Extracted data entries:
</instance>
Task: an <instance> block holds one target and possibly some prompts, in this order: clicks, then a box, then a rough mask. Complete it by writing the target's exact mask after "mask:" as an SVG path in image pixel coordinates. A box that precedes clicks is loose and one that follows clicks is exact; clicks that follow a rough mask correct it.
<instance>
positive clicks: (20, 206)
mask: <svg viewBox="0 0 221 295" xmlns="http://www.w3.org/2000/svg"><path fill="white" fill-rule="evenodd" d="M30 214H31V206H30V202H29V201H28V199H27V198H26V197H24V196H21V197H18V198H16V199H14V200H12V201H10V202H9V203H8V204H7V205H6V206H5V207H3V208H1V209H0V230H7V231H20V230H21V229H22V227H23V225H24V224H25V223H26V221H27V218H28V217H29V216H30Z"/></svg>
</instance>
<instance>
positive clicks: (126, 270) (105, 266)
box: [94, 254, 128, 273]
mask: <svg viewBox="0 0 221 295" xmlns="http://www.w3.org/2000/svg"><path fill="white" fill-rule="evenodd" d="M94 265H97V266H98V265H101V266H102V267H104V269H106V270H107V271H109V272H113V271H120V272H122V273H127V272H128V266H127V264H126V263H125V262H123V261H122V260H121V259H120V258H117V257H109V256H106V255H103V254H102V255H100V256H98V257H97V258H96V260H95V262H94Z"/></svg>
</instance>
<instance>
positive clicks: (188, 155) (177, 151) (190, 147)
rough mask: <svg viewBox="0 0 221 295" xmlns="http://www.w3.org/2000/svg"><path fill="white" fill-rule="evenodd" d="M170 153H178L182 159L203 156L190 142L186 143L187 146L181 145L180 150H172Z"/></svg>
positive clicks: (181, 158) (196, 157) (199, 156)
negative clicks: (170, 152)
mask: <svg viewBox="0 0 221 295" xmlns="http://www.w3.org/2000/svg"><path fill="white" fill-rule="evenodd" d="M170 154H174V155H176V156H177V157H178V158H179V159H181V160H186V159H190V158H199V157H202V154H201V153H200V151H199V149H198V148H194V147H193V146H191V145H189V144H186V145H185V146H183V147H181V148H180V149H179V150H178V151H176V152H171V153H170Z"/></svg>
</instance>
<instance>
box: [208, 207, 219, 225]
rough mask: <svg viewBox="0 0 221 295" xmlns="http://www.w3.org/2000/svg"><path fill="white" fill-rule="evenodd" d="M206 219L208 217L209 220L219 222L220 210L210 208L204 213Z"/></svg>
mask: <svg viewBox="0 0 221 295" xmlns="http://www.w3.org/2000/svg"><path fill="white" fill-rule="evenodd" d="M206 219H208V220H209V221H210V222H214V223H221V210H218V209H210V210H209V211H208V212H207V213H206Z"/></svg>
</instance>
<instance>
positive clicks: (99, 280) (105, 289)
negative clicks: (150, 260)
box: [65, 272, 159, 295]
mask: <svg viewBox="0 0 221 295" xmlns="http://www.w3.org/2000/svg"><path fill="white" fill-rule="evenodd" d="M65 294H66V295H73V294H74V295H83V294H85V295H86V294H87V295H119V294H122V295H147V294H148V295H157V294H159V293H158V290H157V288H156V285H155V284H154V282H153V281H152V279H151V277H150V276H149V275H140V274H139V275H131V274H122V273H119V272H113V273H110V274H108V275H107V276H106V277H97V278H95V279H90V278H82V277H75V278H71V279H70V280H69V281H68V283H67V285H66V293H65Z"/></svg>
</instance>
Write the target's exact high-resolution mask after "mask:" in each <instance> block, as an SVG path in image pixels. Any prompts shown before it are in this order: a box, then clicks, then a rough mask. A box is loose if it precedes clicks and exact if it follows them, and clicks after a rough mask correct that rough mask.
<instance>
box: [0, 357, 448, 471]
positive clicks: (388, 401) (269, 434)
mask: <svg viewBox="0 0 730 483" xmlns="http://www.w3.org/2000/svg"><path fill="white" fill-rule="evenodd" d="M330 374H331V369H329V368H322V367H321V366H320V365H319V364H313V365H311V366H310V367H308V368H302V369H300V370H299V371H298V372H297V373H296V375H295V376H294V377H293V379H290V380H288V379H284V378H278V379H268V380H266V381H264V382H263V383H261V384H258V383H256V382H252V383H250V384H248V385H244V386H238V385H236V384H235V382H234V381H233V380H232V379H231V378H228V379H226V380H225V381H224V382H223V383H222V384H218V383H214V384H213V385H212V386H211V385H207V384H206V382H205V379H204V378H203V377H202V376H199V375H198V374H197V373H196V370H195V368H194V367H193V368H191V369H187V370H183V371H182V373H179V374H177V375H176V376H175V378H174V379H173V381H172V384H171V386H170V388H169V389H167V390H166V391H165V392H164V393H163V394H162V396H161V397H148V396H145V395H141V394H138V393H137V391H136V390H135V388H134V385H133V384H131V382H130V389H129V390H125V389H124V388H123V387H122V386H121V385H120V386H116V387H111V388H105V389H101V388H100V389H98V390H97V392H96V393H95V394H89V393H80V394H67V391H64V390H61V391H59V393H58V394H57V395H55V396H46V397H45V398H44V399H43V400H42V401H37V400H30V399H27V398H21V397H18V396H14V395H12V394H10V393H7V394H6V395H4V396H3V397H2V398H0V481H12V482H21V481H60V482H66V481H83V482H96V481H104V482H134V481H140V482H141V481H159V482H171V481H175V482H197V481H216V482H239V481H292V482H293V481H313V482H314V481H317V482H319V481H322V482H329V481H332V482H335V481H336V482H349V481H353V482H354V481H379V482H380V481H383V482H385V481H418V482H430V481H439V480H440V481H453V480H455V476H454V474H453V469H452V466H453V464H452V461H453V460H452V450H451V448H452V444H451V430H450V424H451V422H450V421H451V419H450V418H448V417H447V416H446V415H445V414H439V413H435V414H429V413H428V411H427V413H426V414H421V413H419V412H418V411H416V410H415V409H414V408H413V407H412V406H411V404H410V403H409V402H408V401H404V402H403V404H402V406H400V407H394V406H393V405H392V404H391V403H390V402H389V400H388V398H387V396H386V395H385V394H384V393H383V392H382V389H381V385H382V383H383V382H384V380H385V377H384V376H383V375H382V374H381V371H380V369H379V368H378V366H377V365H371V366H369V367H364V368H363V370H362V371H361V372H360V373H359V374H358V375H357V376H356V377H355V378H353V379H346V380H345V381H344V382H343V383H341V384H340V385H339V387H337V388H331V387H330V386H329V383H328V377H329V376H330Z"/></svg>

### Work item
Each entry is to be given again, exactly as it stands.

### Solution to this task
</instance>
Task: an <instance> block holds one target and possibly some prompts, in this order: clicks, then a box, then a rough mask. Complete it by writing the target's exact mask after "mask:" as an SVG path in image pixel coordinates. A box that precedes clicks is loose and one that follows clicks is exact; clicks that follow a rough mask correct it.
<instance>
positive clicks: (20, 206)
mask: <svg viewBox="0 0 221 295" xmlns="http://www.w3.org/2000/svg"><path fill="white" fill-rule="evenodd" d="M30 214H31V206H30V202H29V201H28V199H27V198H26V197H24V196H21V197H18V198H16V199H14V200H12V201H10V202H9V203H8V204H7V205H6V206H5V207H3V208H1V209H0V230H7V231H20V230H21V229H22V227H23V225H24V224H25V223H26V221H27V218H28V217H29V216H30Z"/></svg>
</instance>
<instance>
positive clicks: (126, 270) (105, 266)
box: [94, 254, 128, 273]
mask: <svg viewBox="0 0 221 295" xmlns="http://www.w3.org/2000/svg"><path fill="white" fill-rule="evenodd" d="M94 265H97V266H98V265H101V266H102V267H104V269H106V270H107V271H109V272H113V271H120V272H122V273H127V272H128V266H127V264H126V263H125V262H123V261H122V260H121V259H120V258H117V257H109V256H106V255H103V254H102V255H100V256H98V257H97V258H96V260H95V262H94Z"/></svg>
</instance>
<instance>
positive clicks: (188, 155) (177, 151) (190, 147)
rough mask: <svg viewBox="0 0 221 295" xmlns="http://www.w3.org/2000/svg"><path fill="white" fill-rule="evenodd" d="M170 153H178L182 159L203 156L190 142L186 143L187 146L181 145L180 150H172Z"/></svg>
positive clicks: (181, 158) (196, 157) (199, 156)
negative clicks: (170, 152)
mask: <svg viewBox="0 0 221 295" xmlns="http://www.w3.org/2000/svg"><path fill="white" fill-rule="evenodd" d="M170 154H174V155H176V156H177V157H178V158H179V159H181V160H186V159H190V158H199V157H202V154H201V153H200V151H199V149H198V148H194V147H193V146H191V145H189V144H186V145H185V146H183V147H181V148H180V149H179V150H178V151H176V152H171V153H170Z"/></svg>
</instance>
<instance>
box: [208, 207, 219, 225]
rough mask: <svg viewBox="0 0 221 295" xmlns="http://www.w3.org/2000/svg"><path fill="white" fill-rule="evenodd" d="M206 219L208 217L209 220L219 222L220 210L210 208L204 213Z"/></svg>
mask: <svg viewBox="0 0 221 295" xmlns="http://www.w3.org/2000/svg"><path fill="white" fill-rule="evenodd" d="M206 219H208V220H209V221H210V222H214V223H221V210H218V209H210V210H209V211H208V212H207V213H206Z"/></svg>
</instance>
<instance>
positive clicks: (99, 280) (105, 289)
negative clicks: (150, 260)
box: [65, 272, 159, 295]
mask: <svg viewBox="0 0 221 295" xmlns="http://www.w3.org/2000/svg"><path fill="white" fill-rule="evenodd" d="M65 294H66V295H73V294H74V295H83V294H85V295H86V294H87V295H119V294H122V295H147V294H148V295H157V294H159V293H158V290H157V288H156V285H155V284H154V282H153V281H152V279H151V277H150V276H149V275H140V274H139V275H131V274H122V273H119V272H113V273H110V274H108V275H107V276H106V277H97V278H95V279H90V278H82V277H75V278H71V279H70V280H69V281H68V283H67V285H66V293H65Z"/></svg>
</instance>
Write the target's exact high-resolution mask after "mask:" in each <instance> block, as an SVG path in image pixels. Any prompts shown before it are in this order: a box, then clicks, then a rough mask. A box is loose if it precedes clicks and exact if it follows them, and clicks after a rough mask correct that rough mask.
<instance>
box: [0, 357, 448, 471]
positive clicks: (388, 401) (269, 434)
mask: <svg viewBox="0 0 730 483" xmlns="http://www.w3.org/2000/svg"><path fill="white" fill-rule="evenodd" d="M330 374H331V369H329V368H322V367H321V366H320V365H319V364H313V365H311V366H310V367H308V368H302V369H300V370H299V371H298V372H297V373H296V375H295V376H294V377H293V379H290V380H288V379H284V378H278V379H268V380H266V381H264V382H263V383H261V384H258V383H256V382H252V383H250V384H248V385H244V386H238V385H236V384H235V382H234V381H233V380H232V379H231V378H228V379H226V380H225V381H224V382H223V383H222V384H218V383H214V384H213V385H212V386H211V385H207V384H206V382H205V379H204V378H203V377H202V376H199V375H198V374H197V373H196V370H195V368H194V367H193V368H191V369H187V370H183V371H182V373H179V374H177V375H176V376H175V378H174V379H173V381H172V384H171V386H170V388H169V389H167V390H166V391H165V392H164V393H163V394H162V396H161V397H148V396H145V395H141V394H138V393H137V391H136V390H135V388H134V385H133V384H131V382H130V389H129V390H125V389H124V388H123V387H122V386H121V385H120V386H116V387H111V388H105V389H101V388H100V389H98V390H97V392H96V393H95V394H89V393H80V394H67V391H64V390H61V391H59V393H58V394H57V395H55V396H46V397H45V398H44V399H43V400H42V401H37V400H30V399H27V398H21V397H18V396H14V395H12V394H10V393H7V394H6V395H4V396H3V397H2V398H0V481H12V482H21V481H60V482H66V481H83V482H96V481H104V482H134V481H140V482H141V481H159V482H171V481H175V482H197V481H216V482H239V481H292V482H293V481H313V482H314V481H317V482H319V481H322V482H329V481H332V482H335V481H336V482H349V481H353V482H354V481H379V482H380V481H383V482H385V481H418V482H430V481H439V480H440V481H453V480H455V476H454V474H453V469H452V466H453V464H452V461H453V460H452V450H451V448H452V444H451V430H450V424H451V422H450V421H451V419H450V418H448V417H447V416H446V415H445V414H439V413H435V414H429V413H428V411H427V413H426V414H421V413H419V412H418V411H416V410H415V409H414V408H413V407H412V406H411V404H410V403H409V402H408V401H404V402H403V404H402V406H400V407H394V406H393V405H392V404H391V403H390V402H389V400H388V398H387V396H386V395H385V394H384V393H383V392H382V389H381V385H382V383H383V382H384V380H385V377H384V376H383V375H382V374H381V371H380V369H379V368H378V366H377V365H371V366H369V367H364V368H363V370H362V371H361V372H360V373H359V374H358V375H357V376H356V377H355V378H353V379H346V380H345V381H344V382H343V383H341V384H340V385H339V387H337V388H331V387H330V386H329V383H328V377H329V376H330Z"/></svg>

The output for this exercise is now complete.